### QUESTIONS
- 1) Answer these questions from the passage on microRNAs in epicardial adipose tissue:
(a) How many miRNAs were evaluated in the proximal and bridge depots?
(b) Which miRNA in bridge EAT was directly correlated with MPB?
(c) What range of r values did the four highly intercorrelated miRNAs show?
- 2) Translate this sentence from the passage on microRNAs in epicardial adipose tissue into Spanish: "In bridge EAT, these 3 miRNAs were not significantly correlated with any functional gene groups."
- 3) Carry on the passage on microRNAs in epicardial adipose tissue, starting right after its final sentence.

### SELECTED PASSAGE
A total of 798 miRNAs were evaluated in proximal and bridge depots. With a filter of 1.25‐fold‐change difference and P<0.05 applied, 7 miRNAs showed significant upregulation or downregulation in proximal compared with bridge EAT in the cohort as a whole, as shown in Figure 3. miR 3192‐5P, 518D‐3P, and 532‐5P were upregulated in proximal compared with bridge EAT, whereas miR 630, 575, 16‐5P, and 320E were downregulated in proximal compared with bridge EAT. Of these miRNAs, only 630 in bridge EAT were directly correlated with MPB (age‐adjusted r=0.55, P=0.014). As shown in Figure 4, miR 630 in bridge EAT was highly significantly inversely correlated with expression of all proximal EAT adipogenesis genes (age‐adjusted r values, −0.63 to −0.68; P<0.004). miR 630 in proximal EAT was also inversely correlated with all proximal EAT adipogenesis genes (age‐adjusted r values, −0.51 to −0.57; P<0.02). The other 3 miRNAs that were upregulated in bridge EAT did not correlate with any functional mRNA groups in bridge or proximal EAT. Similar to miR 630, the 3 miRNAs that were overexpressed in proximal EAT, miR 3192‐5P, 518D‐3P, and 532‐5P, demonstrated significant age‐adjusted inverse correlations with all 9 adipogenic genes in proximal EAT, with r values of −0.50 to −0.67, and P≤0.01, as well as with angiogenesis genes (vascular endothelial growth factor: r=−0.51 to −0.76, P<0.001 to 0.01; platelet‐derived growth factor: r=−0.48 to −0.71, P<0.001 to 0.027), hypoxia/oxidative stress genes (HIF1a: r=−0.49 to −0.53, P=0.01 to 0.026; superoxide dismutase 2: r=−0.45, P=0.04; NADH oxidase subunit, phox22: r=−0.44 to −0.58, P=0.001 to 0.045), and a single thermogenesis gene, PCG1a (r=−0.59 to −0.67, P=0.001 to 0.009) (Figure 5). miR 3192‐5P and 532P were also inversely correlated with HIF1a (r=−0.49 to −0.53, P=0.01 to 0.026). In bridge EAT, these 3 miRNAs were not significantly correlated with any functional gene groups. All 4 miRNAs that correlated inversely with adipogenic gene expression in proximal EAT (miR 630, 3192‐5P, 518D‐3P, and 532‐5P) were highly intercorrelated, with r values from 0.70 to 0.89, and P<0.001.

Figure 3. Volcano plot demonstrating 7 differentially expressed microRNAs (miRNAs) in proximal vs bridge epicardial adipose tissue.

Figure 3

Table on right shows fold change in proximal relative to bridge depot.

Records drawn from a dataset:
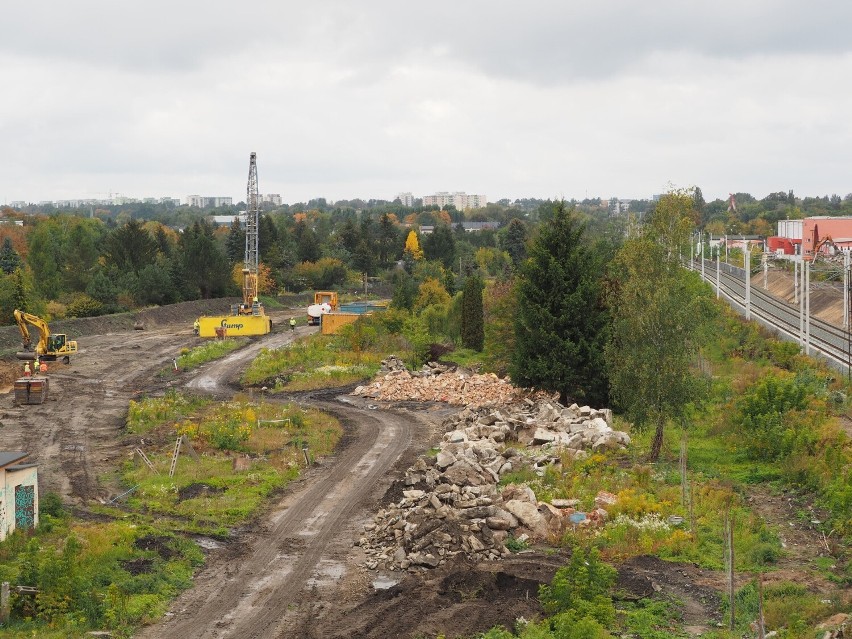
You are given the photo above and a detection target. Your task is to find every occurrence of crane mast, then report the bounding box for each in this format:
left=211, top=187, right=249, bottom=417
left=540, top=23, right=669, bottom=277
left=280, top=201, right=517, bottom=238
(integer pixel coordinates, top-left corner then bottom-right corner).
left=243, top=153, right=260, bottom=307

### RESPONSES IN ORDER
- 1)
(a) 798
(b) miR 630
(c) 0.70 to 0.89

- 2) En el EAT de puente, estos 3 miARN no se correlacionaron significativamente con ningún grupo de genes funcionales.

- 3)
Figure 4. Age‐adjusted correlations between miR 630 in bridge and proximal epicardial adipose tissue and adipogenic gene expression in proximal epicardial adipose tissue.

Figure 4

ATGL indicates adipose tissue triglyceride lipase; FABP4, fatty acid binding protein 4; GLUT4, glucose transporter 4; and PPARG, peroxisome proliferator‐activated receptor γ.

Figure 5. MicroRNA (miRNA) expression in proximal and bridge epicardial fat and associations with mRNA gene expression.

Figure 5

miRNAs upregulated in proximal vs bridge epicardial fat (epicardial adipose tissue [EAT]) include 3192‐5P, 518D‐3P, and 532‐5P, which correlated inversely with mRNA expression for adipogenesis, angiogenesis, hypoxia/oxidative stress, and thermogenesis in proximal EAT. miRNAs upregulated in bridge EAT included 630, which correlated directly with plaque burden and inversely with adipogenic gene expression in both proximal and bridge EAT. AP2 indicates adipocyte Protein 2; ATGL, adipose tissue triglyceride lipase; CD36, cluster of differentiation 36; FABP4, fatty acid binding protein 4; GLUT4, glucose transporter 4; LAD, left anterior descending coronary artery; LPL, lipoprotein lipase; P22PHOX, NADH oxidase subunit, phox22; PDGF, platelet‐derived growth factor; PGC1‐α, peroxisome proliferator‐activated receptor γ coactivator 1‐α; PPARG, peroxisome proliferator‐activated receptor γ; SOD, superoxide dismutase; and VEGF, vascular endothelial growth factor.

Discussion

To our knowledge, this is the first study to compare physical and molecular differences in the epicardial fat from different depots in the same patients with MB, in which the proximal LAD is prone to developing atherosclerotic plaque, whereas the bridged segment of the LAD, which tunnels through the myocardium and is therefore not in direct contact with the epicardial fat, remains plaque free. We hypothesized that the EAT overlying the proximal coronary artery would exhibit signs of inflammation, oxidative stress, and impaired adipocyte function, in contrast to the EAT overlying the bridge, in which there was no direct contact between coronary artery and epicardial fat.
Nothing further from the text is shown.